= PASSAGE SHOWN =
There are six of us left, part of a group of close friends who spent three years together in Mardon Hall in the late 1950s. We were Mardon’s ‘Class of ‘59’ and recently celebrated our 60th anniversary reunion with a visit to Mardon, during Freshers’ Week in September. It has changed more than somewhat! With around 1200 students at Exeter in 1956 close to a half lived in a Hall and most stayed there for three years.
L-R. Mark Mills (General Honours, 1959), Dave Butler (Chemistry, 1959), Peter Sampson (Economics, 1959), Brian Pring (Chemistry, 1959), Con Brewer (Physics, 1959), Colin Howes (History, 1958)
We said our farewells on Graduation Day 1959 and did not expect to meet up again. There was no social media. Few homes had telephones. It was not easy to keep in touch but, across the decades, some of us bumped into each other by chance, as you do.
In 2008 the University Alumni Office organised a 50th anniversary reunion for all 1958 graduates. Two of us who had met in the 1960s and kept in touch heard about this event and decided to set up, in parallel, a reunion for all ex-Mardonians. Seventy of us met in 2008 along with our Warden Brian Clapp. We came together via ‘snowballing’ addresses, using the now defunct website <friendsreunited.com>, and old University Lists. In particular, it brought members of The Mardon Class of 1959 together, most meeting up after fifty years. A year later, nine of us met up again on the Alumni Office’s reunion for 1959 graduates. After that meeting we all kept in touch and occasionally met in small groups in different parts of the country. In September of this year, the six of us above, all in our early eighties, met again in Exeter to celebrate our 60th anniversary of graduating. (Sadly we had lost three peers.)
The highlight of our reunion was to go up to Mardon (by car, rather than walking up ‘Heart Attack Hill’) and chat to a bunch of Freshers who had moved in a few days earlier. We told them how Mardon had been very different in the late 1950s. Then, it was a men’s-only Hall of Residence although, occasionally, one would bump into a young lady either arriving or leaving on the stairs by the side entrance.
Mardon was fully catered. With virtually no inflation between 1956 and 1959, the weekly cost for three meals a day with rooms cleaned and beds changed, was four pounds ten shillings a week - £4.50 in today’s money, about the cost of one and a half M&S sandwiches or a pint and a half of beer.

= DATA LINES =

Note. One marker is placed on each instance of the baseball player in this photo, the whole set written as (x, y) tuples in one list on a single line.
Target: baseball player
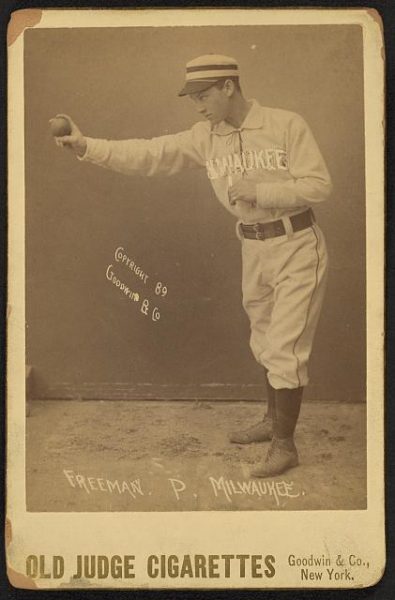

= WRITTEN PROBLEM 1 =
From the Mardon Hall reunion account, output the passage starting at "L-R. Mark Mills" and ending at "Howes (History, 1958)".
= WRITTEN PROBLEM 2 =
According to the Mardon Hall reunion account, how much did a week of full catering at Mardon cost in the late 1950s?
= WRITTEN PROBLEM 3 =
Write the next part of the Mardon Hall reunion account, picking up after its final sentence.

= ANSWER 1 =
L-R. Mark Mills (General Honours, 1959), Dave Butler (Chemistry, 1959), Peter Sampson (Economics, 1959), Brian Pring (Chemistry, 1959), Con Brewer (Physics, 1959), Colin Howes (History, 1958)

= ANSWER 2 =
Four pounds ten shillings a week, which is £4.50 in today's money.

= ANSWER 3 =
Meals included a ‘full English’ every morning, lunch, High Tea on Wednesdays, Saturdays and Sundays, with formal dinner on Monday, Tuesday, Thursday and Friday and a formal lunch on Sunday. The formal dinners and Sunday lunches required us to wear white shirts, black Mardon blazers, Mardon ties and gowns. (The gowns were much shorter than those we graduated with and were called “bum freezers”.) At the centre of Mardon was the pre-fabricated dining hall with a ‘high table’ where The Warden, Resident don and ‘Matron’ sat, along with those of us asked to sit up there with them on a rota basis. Apart from matron, it was a mini all-male version of an Oxbridge college or even Hogwarts, with long oak tables and benches, and food served by the resident staff, called (the very un-PC) ‘house boys’, the same staff who cleaned our rooms.
Following the formal meals, we were required to empty out into the Common Room and ‘take coffee’ with the Warden et al. Then, after coffee on weekdays, a unique Mardon ritual took place. (It was the same for the three years we six were there.)
In the Common Room there was a ‘radiogram’ – a now defunct piece of domestic audio equipment. As large as a student desk, our ‘Blaupunkt’ had a turntable, in-built multi-channel radio that you tuned by twiddling a knob, and with huge cabinet speakers. Always pre-loaded onto the turntable was Frank Sinatra’s recently released iconic LP, Songs for Swingin’ Lovers. As soon as the Warden had left after coffee, somebody would press a button and out would blast, “You make me feel so young …….” (If only, nowadays!) Night after night, week after week, year after year, it was a permanent event after formal dining. It was Sinatra, backed by Nelson Riddle, at his finest. Then, one of two LPs always followed - either Elvis or Buddy Holly. It depended on who, among the two different sets of fans, could get to the turntable first. And at the same time, the call went out, “Four for bridge, anyone?”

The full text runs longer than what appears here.